For the third and final installment of our interview series with San Antonio art luminaries (see previous interviews, Easy Rider and Prodigal Son), we spoke with Anjali Gupta, executive director and editor-in-chief of Art Lies contemporary art quarterly. If it hasn’t been angelic qualities that have fueled this woman’s meteoric rise through the Nebula of Texan Art, than it has been her dogged work ethic, keen sense of telemetry, her concentrated gravity, and her superhuman ability to detect faint wisps of bullshit. She cannot hide her roots–tracking them all over the house on her boots–Gupta is a seasoned DIY commando, a builder of community and an emissary for that community cosmos-wide. We sat with her at our home and hers, both on San Antonio’s southside.
You were one of the driving forces behind the legendary Wong Spot in San Antonio. Tell us a little bit about the Wong days.
The Wong Spot began in a lovely building on South Flores, the old Wong’s Grocery Store, just a few months after I relocated here from Austin. Initially, it was a co-op consisting of artists James Cobb, Alex Rubio, Regis Shephard, Gary Sweeney and my ex-partner, Robert Tatum. At the time, I still had a somewhat regular studio practice, but my role was primarily what it always ends up being: the enabler. I dealt with logistics. Don’t get me wrong—it was a blast—and through Robert’s existing contacts in the San Antonio art community, it was wildly popular. We were also fortunate enough to be spitting distance from Jesse Amado and Chuck Ramirez’ studios, as well as Franco Mondini-Ruiz’ botanica. Such proximity fostered a certain synergy still prominent and strategically successful in the San Antonio visual arts community, Unit B and Sala Diaz being perfect examples.

Given data:

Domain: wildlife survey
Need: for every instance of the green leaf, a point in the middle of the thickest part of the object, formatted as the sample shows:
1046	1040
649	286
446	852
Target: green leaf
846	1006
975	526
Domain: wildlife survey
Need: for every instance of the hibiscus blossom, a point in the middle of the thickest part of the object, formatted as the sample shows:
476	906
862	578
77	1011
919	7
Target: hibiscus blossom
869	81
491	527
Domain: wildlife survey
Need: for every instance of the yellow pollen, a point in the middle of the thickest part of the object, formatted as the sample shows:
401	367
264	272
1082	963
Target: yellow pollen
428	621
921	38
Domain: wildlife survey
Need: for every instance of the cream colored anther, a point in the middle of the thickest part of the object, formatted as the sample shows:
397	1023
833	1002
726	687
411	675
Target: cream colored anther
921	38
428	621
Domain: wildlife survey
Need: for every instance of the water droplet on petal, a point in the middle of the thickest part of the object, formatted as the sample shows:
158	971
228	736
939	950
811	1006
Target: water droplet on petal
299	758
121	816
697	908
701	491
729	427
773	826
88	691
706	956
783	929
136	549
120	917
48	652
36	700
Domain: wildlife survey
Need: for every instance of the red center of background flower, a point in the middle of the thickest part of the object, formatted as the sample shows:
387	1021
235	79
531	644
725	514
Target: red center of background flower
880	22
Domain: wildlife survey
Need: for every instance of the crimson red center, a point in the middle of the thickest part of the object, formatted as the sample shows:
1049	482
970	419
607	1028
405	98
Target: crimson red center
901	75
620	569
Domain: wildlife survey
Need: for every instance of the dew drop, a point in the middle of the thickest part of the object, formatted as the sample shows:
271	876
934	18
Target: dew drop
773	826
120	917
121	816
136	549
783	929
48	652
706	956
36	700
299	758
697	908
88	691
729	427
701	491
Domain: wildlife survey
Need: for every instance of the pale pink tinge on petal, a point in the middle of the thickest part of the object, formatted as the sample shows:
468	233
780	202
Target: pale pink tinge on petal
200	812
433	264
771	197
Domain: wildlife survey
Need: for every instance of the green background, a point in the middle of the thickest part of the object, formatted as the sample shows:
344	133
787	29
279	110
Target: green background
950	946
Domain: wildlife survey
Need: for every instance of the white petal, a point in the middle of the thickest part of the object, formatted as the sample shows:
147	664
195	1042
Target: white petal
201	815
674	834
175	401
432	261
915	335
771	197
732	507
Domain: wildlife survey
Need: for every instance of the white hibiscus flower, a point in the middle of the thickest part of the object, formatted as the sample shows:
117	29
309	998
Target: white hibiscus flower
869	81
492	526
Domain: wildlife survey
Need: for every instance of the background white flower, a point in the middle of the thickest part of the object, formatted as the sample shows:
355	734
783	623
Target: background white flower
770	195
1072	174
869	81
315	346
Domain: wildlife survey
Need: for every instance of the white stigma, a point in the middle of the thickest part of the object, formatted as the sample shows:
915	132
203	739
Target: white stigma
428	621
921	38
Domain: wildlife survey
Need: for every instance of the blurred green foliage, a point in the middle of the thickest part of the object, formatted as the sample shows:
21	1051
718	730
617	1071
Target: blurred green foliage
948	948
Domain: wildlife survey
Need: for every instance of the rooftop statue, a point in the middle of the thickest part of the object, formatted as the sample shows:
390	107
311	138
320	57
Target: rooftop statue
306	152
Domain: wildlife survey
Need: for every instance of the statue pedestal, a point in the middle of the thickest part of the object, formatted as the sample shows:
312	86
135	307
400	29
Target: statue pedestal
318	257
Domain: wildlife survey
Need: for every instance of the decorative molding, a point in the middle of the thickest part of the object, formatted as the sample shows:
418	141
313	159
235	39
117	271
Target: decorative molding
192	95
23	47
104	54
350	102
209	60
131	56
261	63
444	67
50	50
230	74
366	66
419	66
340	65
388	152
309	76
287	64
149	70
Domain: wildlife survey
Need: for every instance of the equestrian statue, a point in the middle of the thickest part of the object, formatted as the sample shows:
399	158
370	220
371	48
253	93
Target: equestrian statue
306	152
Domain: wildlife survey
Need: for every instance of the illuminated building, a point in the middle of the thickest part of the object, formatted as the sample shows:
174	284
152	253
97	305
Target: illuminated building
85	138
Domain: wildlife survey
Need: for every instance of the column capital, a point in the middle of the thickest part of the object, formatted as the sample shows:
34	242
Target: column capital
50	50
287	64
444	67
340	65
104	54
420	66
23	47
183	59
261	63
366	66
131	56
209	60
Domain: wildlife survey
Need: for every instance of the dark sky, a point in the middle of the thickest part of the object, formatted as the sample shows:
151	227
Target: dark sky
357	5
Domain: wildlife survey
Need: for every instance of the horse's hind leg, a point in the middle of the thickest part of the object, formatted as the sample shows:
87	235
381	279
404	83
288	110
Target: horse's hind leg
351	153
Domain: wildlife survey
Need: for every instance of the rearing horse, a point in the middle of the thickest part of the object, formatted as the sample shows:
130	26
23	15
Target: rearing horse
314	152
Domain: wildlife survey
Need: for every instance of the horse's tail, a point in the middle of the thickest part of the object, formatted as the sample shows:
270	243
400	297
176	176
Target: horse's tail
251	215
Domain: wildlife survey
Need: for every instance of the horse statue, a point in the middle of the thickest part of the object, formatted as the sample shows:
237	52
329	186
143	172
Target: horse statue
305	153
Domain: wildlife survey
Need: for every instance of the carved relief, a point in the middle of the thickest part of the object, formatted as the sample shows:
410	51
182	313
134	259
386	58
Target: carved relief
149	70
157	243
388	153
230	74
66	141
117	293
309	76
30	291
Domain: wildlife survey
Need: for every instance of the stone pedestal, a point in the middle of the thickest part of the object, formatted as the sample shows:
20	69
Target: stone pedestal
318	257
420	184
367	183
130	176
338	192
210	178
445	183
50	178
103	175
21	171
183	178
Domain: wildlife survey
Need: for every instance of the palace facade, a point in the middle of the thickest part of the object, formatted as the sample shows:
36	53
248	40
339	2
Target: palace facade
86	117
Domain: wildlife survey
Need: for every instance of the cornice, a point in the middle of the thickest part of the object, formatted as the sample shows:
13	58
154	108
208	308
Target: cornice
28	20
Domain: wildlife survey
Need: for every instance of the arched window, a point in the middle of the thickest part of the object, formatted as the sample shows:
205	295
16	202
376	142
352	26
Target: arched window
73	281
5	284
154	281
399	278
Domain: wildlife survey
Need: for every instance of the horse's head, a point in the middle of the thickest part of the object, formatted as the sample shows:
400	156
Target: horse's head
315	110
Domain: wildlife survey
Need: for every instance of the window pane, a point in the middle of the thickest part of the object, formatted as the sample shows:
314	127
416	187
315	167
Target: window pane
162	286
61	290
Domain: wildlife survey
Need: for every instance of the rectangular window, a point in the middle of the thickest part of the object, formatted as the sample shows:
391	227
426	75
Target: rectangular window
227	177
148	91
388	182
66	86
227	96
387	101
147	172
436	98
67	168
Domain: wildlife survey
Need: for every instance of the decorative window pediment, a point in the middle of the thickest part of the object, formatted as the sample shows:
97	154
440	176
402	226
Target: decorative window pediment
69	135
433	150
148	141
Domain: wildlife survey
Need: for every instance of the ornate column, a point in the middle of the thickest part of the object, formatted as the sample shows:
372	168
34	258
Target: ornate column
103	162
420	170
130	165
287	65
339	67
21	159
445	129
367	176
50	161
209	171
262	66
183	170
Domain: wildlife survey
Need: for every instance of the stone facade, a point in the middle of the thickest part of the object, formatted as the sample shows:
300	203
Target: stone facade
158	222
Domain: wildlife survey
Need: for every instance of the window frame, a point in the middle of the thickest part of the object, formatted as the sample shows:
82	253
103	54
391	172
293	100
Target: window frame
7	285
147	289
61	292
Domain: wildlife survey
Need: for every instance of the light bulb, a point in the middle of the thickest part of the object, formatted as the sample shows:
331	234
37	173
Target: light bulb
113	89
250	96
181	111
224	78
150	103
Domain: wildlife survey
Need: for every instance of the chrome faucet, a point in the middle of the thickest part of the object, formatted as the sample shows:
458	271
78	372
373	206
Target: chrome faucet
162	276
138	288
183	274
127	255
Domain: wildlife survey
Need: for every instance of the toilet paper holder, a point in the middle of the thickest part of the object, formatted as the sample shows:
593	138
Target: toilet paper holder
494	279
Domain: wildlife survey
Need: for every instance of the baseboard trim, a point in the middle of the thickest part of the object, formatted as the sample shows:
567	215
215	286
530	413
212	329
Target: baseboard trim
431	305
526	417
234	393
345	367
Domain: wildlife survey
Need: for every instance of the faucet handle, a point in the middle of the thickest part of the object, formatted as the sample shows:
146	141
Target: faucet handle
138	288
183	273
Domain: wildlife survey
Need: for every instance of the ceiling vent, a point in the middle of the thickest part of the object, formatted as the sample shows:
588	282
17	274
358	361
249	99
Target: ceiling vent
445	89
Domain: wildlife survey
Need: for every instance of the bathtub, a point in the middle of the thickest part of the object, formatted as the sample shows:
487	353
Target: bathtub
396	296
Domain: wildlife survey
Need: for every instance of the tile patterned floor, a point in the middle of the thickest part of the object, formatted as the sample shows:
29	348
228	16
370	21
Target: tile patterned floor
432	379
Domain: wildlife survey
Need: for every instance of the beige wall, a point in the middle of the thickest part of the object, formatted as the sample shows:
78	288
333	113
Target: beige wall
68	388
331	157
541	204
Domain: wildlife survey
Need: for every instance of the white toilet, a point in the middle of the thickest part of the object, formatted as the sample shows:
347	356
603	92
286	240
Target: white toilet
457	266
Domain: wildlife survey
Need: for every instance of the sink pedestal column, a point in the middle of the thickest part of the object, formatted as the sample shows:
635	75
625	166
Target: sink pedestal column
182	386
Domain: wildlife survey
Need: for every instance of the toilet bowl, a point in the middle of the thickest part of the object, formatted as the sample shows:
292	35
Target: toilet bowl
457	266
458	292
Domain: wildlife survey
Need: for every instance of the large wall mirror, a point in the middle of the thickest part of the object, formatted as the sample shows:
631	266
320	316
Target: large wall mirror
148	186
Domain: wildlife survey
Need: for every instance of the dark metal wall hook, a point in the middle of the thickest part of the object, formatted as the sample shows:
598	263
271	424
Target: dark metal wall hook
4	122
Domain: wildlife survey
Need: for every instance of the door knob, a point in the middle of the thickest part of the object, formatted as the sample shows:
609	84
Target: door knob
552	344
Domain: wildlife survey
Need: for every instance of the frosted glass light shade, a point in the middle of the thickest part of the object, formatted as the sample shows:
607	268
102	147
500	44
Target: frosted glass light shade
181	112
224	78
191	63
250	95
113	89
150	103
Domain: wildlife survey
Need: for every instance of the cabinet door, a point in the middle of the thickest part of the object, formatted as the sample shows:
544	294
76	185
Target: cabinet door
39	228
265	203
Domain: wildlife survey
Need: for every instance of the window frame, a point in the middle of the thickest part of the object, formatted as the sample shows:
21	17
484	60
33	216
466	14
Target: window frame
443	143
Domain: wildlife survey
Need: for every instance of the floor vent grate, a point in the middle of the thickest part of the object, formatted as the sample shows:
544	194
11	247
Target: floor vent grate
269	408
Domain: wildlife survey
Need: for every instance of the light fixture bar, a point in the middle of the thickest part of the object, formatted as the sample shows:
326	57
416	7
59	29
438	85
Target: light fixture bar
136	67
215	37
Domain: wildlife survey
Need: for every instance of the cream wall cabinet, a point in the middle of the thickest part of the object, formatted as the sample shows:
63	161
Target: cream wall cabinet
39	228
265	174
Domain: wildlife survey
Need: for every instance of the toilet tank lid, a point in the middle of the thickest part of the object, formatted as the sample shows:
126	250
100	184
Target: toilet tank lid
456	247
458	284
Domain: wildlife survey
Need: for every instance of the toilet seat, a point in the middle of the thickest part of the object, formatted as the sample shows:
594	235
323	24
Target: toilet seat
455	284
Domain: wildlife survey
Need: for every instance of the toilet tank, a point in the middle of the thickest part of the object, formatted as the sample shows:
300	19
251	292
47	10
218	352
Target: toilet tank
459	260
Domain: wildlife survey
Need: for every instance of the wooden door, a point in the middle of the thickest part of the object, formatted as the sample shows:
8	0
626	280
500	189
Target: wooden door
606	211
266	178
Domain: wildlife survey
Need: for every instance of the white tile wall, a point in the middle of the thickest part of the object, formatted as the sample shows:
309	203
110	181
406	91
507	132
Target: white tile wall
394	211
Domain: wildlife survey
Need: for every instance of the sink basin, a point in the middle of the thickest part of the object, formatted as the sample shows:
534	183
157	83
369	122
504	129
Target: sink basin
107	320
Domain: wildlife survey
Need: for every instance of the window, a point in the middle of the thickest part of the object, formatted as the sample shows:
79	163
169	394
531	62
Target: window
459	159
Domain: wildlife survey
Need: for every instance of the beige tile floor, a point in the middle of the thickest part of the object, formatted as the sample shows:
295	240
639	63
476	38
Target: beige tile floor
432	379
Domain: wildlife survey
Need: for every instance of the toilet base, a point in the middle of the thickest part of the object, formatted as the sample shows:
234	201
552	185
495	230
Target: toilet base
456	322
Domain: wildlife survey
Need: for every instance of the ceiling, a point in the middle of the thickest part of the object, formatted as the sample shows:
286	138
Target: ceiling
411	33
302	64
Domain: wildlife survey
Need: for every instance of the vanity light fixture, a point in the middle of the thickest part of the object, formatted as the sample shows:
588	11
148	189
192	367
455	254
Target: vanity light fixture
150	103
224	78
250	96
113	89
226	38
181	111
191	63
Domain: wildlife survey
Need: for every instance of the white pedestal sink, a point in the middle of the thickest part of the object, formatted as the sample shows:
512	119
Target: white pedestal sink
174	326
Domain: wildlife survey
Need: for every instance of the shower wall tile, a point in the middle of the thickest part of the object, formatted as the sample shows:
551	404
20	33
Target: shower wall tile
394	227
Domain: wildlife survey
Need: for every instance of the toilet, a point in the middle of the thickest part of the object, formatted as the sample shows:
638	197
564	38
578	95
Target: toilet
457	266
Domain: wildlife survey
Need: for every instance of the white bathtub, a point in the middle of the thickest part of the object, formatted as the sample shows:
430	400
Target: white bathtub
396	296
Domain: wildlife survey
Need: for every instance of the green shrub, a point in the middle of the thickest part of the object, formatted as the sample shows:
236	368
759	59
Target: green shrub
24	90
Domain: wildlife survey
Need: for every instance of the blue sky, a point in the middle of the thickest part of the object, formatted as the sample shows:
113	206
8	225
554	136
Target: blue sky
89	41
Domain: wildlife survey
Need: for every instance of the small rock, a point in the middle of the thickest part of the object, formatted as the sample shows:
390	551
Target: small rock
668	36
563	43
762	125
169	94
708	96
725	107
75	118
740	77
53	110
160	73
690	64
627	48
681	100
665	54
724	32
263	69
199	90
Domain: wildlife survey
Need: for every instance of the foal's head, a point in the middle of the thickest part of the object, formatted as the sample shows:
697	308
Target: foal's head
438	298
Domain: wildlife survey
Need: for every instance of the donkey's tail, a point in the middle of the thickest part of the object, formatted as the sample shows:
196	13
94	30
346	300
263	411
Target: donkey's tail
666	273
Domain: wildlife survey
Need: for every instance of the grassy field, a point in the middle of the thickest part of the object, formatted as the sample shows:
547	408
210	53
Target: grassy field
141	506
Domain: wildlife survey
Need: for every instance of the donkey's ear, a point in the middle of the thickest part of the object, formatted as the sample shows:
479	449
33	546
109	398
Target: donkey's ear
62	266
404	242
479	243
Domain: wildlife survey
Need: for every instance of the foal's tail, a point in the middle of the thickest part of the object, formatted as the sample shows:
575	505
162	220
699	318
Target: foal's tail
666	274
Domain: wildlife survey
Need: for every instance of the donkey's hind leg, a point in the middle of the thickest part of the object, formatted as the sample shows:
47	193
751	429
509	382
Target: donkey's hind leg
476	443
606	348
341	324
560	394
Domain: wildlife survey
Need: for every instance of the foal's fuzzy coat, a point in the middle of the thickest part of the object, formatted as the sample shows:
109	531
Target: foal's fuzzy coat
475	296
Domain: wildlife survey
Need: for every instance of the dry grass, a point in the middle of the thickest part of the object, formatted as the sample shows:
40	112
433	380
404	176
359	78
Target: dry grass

Exercise brief:
Revise the interview by rewriting everything from "The Wong Spot" down to "being perfect examples.", putting "collective" in place of "co-op". Rely on the interview alone.

Answer in full:
The Wong Spot began in a lovely building on South Flores, the old Wong’s Grocery Store, just a few months after I relocated here from Austin. Initially, it was a collective consisting of artists James Cobb, Alex Rubio, Regis Shephard, Gary Sweeney and my ex-partner, Robert Tatum. At the time, I still had a somewhat regular studio practice, but my role was primarily what it always ends up being: the enabler. I dealt with logistics. Don’t get me wrong—it was a blast—and through Robert’s existing contacts in the San Antonio art community, it was wildly popular. We were also fortunate enough to be spitting distance from Jesse Amado and Chuck Ramirez’ studios, as well as Franco Mondini-Ruiz’ botanica. Such proximity fostered a certain synergy still prominent and strategically successful in the San Antonio visual arts community, Unit B and Sala Diaz being perfect examples.